**Short exercise**
Extract the listing below in full, unchanged.

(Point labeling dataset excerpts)

☆ ☆ ☆

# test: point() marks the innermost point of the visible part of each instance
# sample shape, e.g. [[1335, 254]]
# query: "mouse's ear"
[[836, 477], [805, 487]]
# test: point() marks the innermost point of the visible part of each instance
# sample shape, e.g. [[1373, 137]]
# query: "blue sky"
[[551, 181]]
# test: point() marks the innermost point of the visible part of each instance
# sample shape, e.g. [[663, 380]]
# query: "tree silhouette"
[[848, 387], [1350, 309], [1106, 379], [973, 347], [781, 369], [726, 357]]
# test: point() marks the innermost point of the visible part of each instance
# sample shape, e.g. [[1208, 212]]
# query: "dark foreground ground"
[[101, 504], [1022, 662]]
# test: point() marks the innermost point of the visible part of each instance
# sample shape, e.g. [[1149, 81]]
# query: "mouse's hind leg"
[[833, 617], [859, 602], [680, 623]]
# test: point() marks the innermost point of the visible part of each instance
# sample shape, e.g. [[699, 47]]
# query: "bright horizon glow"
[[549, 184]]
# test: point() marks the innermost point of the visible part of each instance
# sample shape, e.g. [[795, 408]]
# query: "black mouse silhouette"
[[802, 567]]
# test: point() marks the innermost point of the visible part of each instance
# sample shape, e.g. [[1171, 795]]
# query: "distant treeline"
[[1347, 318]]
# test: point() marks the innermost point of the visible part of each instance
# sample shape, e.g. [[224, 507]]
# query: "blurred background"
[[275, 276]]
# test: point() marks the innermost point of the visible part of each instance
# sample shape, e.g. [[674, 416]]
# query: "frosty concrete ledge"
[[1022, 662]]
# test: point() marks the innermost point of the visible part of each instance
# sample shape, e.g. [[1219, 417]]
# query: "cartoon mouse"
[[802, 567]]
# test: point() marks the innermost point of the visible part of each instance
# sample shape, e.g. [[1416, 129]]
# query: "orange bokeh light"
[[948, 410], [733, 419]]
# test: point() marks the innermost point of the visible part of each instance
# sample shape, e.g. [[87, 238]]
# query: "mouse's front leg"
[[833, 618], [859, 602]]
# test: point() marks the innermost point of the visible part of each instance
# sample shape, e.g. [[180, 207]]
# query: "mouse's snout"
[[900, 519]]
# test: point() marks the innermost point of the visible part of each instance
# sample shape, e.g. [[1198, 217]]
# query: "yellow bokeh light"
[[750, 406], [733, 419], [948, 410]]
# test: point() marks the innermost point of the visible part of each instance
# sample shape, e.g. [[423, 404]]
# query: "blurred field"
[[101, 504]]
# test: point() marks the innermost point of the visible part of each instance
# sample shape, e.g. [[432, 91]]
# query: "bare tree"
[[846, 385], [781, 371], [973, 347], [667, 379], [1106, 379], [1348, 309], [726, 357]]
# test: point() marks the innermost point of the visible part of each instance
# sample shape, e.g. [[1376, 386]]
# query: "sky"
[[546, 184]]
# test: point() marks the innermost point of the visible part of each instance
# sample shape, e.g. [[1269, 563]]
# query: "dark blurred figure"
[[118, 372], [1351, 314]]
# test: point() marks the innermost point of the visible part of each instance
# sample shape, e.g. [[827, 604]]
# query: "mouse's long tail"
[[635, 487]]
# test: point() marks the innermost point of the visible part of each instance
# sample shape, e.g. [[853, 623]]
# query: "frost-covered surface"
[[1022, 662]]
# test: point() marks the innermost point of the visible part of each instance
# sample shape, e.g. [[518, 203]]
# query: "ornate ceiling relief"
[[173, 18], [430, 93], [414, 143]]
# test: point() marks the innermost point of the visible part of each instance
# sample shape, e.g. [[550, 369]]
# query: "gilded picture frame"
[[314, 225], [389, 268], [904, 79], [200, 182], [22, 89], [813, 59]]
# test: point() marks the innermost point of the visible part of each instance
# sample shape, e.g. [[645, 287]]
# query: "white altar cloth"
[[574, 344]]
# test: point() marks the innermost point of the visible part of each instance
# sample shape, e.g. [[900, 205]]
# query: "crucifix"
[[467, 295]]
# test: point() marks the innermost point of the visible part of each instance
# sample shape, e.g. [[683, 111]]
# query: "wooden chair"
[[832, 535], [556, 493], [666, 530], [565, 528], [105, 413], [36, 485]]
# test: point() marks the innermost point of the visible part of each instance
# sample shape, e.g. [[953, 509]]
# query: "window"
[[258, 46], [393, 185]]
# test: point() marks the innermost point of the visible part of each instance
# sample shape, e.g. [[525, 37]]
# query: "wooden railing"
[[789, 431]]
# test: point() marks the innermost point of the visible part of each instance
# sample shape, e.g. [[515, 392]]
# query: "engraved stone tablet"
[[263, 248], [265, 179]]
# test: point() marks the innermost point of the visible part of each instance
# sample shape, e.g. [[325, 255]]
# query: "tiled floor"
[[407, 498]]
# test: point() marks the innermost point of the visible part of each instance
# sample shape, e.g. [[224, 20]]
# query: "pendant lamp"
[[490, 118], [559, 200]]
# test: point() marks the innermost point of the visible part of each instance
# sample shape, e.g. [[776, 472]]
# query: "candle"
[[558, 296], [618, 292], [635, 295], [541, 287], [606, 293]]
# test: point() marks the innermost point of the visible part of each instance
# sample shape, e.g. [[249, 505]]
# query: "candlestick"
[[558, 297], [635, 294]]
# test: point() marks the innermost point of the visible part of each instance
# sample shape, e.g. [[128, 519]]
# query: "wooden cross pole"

☆ ☆ ☆

**Response to this task**
# test: point() marks the innermost point of the visible part of each instance
# sample shape, e.g. [[1335, 254]]
# query: "mouse's ear"
[[836, 477], [805, 487]]
# test: point() marks the innermost point of the visible part of each instance
# sample shape, e.g. [[1373, 137]]
# query: "blue sky"
[[551, 181]]
# test: point() marks the innermost point of the visible part of each instance
# sample shape, e.g. [[663, 380]]
# query: "tree silhouette"
[[848, 387], [1350, 309], [1106, 379], [973, 347], [781, 369], [726, 357]]
# test: point() marks the innermost point of the visible part of each instance
# sample shape, e.g. [[1208, 212]]
# query: "dark foreground ground"
[[101, 504], [1022, 662]]
# test: point() marks the innermost point of the visible part of each instance
# sample shape, e.g. [[1149, 81]]
# query: "mouse's hind leg"
[[833, 617], [859, 602], [680, 623]]
# test: point() marks the innermost point of the visible part of each instance
# sample shape, e.g. [[699, 47]]
# query: "bright horizon glow"
[[549, 184]]
# test: point() marks the innermost point of the visible part of each instance
# sample shape, e.g. [[795, 408]]
# query: "black mouse silhouette"
[[802, 567]]
# test: point() marks the innermost point of the visible part of each instance
# sample shape, e.g. [[1171, 795]]
# query: "distant treeline"
[[1347, 318]]
# test: point() marks the innermost point of the visible part of each instance
# sample shape, e.g. [[224, 507]]
# query: "blurred background"
[[275, 276]]
# test: point() marks the innermost point of the visible part of each instance
# sample shape, e.g. [[674, 416]]
# query: "frosty concrete ledge"
[[1022, 662]]
# test: point() marks the innermost point of the visible part of each instance
# sample shape, e.g. [[1219, 417]]
# query: "cartoon mouse"
[[802, 567]]
# test: point() marks the innermost point of the visible part of each instance
# sample shape, e.g. [[1416, 129]]
# query: "orange bokeh light"
[[948, 410], [733, 419]]
# test: point() marks the innermost point of the visible part of each instance
# sample shape, e.g. [[87, 238]]
# query: "mouse's front leg"
[[833, 618], [859, 602]]
# test: point() marks the innermost point of the visible part of each instance
# sample shape, e.g. [[180, 207]]
# query: "mouse's snout"
[[900, 519]]
# test: point() marks the innermost point of the visible part of each instance
# sample shape, e.g. [[1198, 217]]
# query: "yellow bokeh light"
[[750, 406], [733, 419], [948, 410]]
# test: point() marks the innermost point of the visible part of each instance
# sample shape, e.g. [[423, 404]]
# query: "blurred field"
[[101, 504]]
# test: point() marks the innermost point of the visible part of each instance
# sample shape, e.g. [[432, 91]]
# query: "bare tree"
[[846, 385], [781, 371], [973, 347], [667, 379], [1106, 379], [1348, 309], [726, 357]]
# test: point() marks the innermost point of the visible part of each instance
# sample shape, e.g. [[1376, 386]]
# query: "sky"
[[546, 184]]
# test: point() marks the innermost point of the visible part of each instance
# sample shape, e.g. [[1269, 563]]
# query: "dark blurred figure"
[[118, 372], [1351, 314]]
# test: point() marks the innermost point of the visible part of each instance
# sample shape, e.g. [[827, 604]]
# query: "mouse's long tail"
[[635, 487]]
# test: point() marks the innermost point of the visible part of each instance
# sample shape, e.g. [[853, 623]]
# query: "frost-covered surface"
[[1022, 662]]
# test: point() marks the innermost point of the visible part of each instance
# sample shape, e.g. [[518, 203]]
# query: "ornate ceiling relief"
[[173, 18], [430, 93], [414, 143]]
# test: point() marks the innermost point of the visible part of each instance
# sample shape, e.g. [[550, 369]]
# query: "gilded picture frame"
[[314, 225], [389, 268], [904, 79], [200, 182], [22, 89], [813, 59]]
# test: point() marks the innermost point of the visible part of each instance
# sample shape, e.g. [[645, 287]]
# query: "white altar cloth"
[[574, 344]]
# test: point() marks the innermost point of the visible part of each instance
# sample shape, e.g. [[900, 205]]
# query: "crucifix"
[[467, 295]]
# test: point() marks the innermost point of the visible part of each instance
# sample shape, e.g. [[683, 111]]
# query: "wooden chair"
[[832, 535], [556, 493], [666, 530], [565, 528], [105, 413], [36, 485]]
# test: point() marks the innermost point of the visible part of each instance
# sample shape, e.g. [[953, 509]]
# query: "window"
[[258, 46], [393, 185]]
# test: point() marks the innermost point of the visible part of each instance
# sample shape, e.g. [[525, 37]]
# query: "wooden railing"
[[789, 431]]
# test: point() marks the innermost point of the visible part of each instance
# sample shape, e.g. [[515, 392]]
# query: "engraved stone tablet"
[[263, 248], [265, 179]]
# test: point() marks the innermost point of the visible part of each instance
# sample shape, e.g. [[325, 255]]
# query: "tiled floor"
[[407, 498]]
# test: point() marks the innermost point of the visible part of each instance
# sample shape, e.g. [[224, 20]]
# query: "pendant lamp"
[[490, 118], [559, 200]]
# test: point() marks the innermost point of the visible part of each instance
# sample shape, e.g. [[776, 472]]
# query: "candle"
[[558, 296], [618, 292], [635, 295], [541, 287], [606, 293]]
# test: point() marks the innermost point of the visible part of each instance
# sample shape, e.g. [[249, 505]]
# query: "candlestick"
[[558, 297], [635, 294]]
# test: point() marks the innermost point of the visible part of each instance
# sample shape, e.g. [[128, 519]]
# query: "wooden cross pole"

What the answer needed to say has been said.